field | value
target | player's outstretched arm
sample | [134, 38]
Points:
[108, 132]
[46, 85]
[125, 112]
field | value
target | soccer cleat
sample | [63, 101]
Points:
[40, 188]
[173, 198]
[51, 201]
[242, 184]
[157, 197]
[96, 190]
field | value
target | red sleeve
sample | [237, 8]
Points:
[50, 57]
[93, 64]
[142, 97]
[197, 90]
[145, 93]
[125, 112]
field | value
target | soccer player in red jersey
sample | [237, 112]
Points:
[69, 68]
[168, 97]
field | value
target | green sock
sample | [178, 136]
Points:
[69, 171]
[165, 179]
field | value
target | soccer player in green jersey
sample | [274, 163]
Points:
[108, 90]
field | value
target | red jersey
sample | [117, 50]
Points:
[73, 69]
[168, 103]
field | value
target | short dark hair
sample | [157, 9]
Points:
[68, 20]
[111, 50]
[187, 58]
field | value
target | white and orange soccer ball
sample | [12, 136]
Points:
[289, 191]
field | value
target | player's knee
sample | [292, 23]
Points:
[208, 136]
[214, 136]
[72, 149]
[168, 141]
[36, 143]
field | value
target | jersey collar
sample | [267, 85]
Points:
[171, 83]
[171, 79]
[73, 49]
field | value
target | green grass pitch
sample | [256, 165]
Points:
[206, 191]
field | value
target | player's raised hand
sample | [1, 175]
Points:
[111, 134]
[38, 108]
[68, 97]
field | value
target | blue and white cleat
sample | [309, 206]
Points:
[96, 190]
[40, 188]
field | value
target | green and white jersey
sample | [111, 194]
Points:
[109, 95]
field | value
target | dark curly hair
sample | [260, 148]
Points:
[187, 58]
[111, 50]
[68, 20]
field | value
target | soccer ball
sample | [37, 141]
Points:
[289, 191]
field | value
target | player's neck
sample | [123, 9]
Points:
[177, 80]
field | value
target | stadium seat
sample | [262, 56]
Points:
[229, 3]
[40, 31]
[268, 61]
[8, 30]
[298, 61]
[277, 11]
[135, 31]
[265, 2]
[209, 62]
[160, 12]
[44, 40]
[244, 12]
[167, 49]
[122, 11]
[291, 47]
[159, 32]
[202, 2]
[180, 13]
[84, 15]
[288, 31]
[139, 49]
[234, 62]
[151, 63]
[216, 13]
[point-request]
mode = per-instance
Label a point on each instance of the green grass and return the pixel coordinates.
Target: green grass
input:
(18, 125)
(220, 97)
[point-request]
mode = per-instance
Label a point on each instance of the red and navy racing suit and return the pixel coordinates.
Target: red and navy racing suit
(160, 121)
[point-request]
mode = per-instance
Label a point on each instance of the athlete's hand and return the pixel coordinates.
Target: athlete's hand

-.-.-

◆ AIM OF THE EXERCISE ◆
Copy out each record from above, exactly.

◆ EXPECTED ANSWER ◆
field | value
target | player's outstretched arm
sample | [134, 38]
Points:
[108, 132]
[46, 85]
[125, 112]
field | value
target | soccer cleat
sample | [63, 101]
Points:
[40, 188]
[173, 198]
[51, 201]
[242, 184]
[157, 197]
[96, 190]
field | value
target | red sleeve
sample | [237, 8]
Points:
[50, 57]
[93, 64]
[142, 97]
[197, 90]
[145, 93]
[125, 112]
field | value
target | soccer player in red jersey
sample | [237, 112]
Points:
[69, 68]
[168, 97]
field | value
target | green sock
sample | [178, 136]
Points:
[69, 171]
[165, 179]
field | value
target | soccer player in green jersey
sample | [274, 163]
Points:
[108, 90]
field | value
target | red jersey
sample | [117, 50]
Points:
[73, 69]
[168, 103]
field | value
target | short dark hair
sample | [157, 9]
Points:
[68, 20]
[111, 50]
[187, 58]
field | value
target | white and orange soccer ball
sample | [12, 136]
Points:
[289, 191]
field | value
target | player's knee
sample | [292, 23]
Points:
[208, 136]
[214, 136]
[72, 149]
[168, 141]
[36, 143]
field | value
target | jersey collar
sample | [267, 85]
Points:
[171, 83]
[171, 79]
[73, 49]
field | value
target | green grass pitch
sample | [256, 165]
Points:
[206, 191]
field | value
target | player's raised hand
sample | [1, 175]
Points:
[111, 134]
[38, 108]
[68, 97]
field | value
target | blue and white cleat
sample | [309, 206]
Points:
[96, 190]
[40, 188]
field | value
target | green and white jersey
sample | [111, 194]
Points:
[109, 95]
field | value
target | dark curly hair
sample | [260, 148]
Points:
[187, 58]
[111, 50]
[68, 20]
field | value
target | soccer ball
sample | [37, 141]
Points:
[289, 191]
field | value
target | player's neck
sample | [123, 9]
Points:
[177, 80]
field | value
target | stadium seat
sample | [262, 56]
Points:
[229, 3]
[40, 31]
[268, 61]
[8, 30]
[298, 61]
[277, 11]
[135, 31]
[265, 2]
[209, 62]
[160, 12]
[44, 40]
[244, 12]
[167, 49]
[122, 11]
[291, 47]
[159, 32]
[202, 2]
[180, 13]
[84, 15]
[288, 31]
[139, 49]
[234, 62]
[151, 63]
[216, 13]
[point-request]
mode = per-instance
Label a point on each instance of the green grass and return the pixel coordinates.
Target: green grass
input:
(18, 125)
(220, 97)
[point-request]
mode = per-instance
Label a point on each instance of the red and navy racing suit and return the pixel coordinates.
Target: red and navy racing suit
(160, 121)
[point-request]
mode = per-instance
Label a point on each instance of the athlete's hand and return the pixel coordinates.
Target: athlete's hand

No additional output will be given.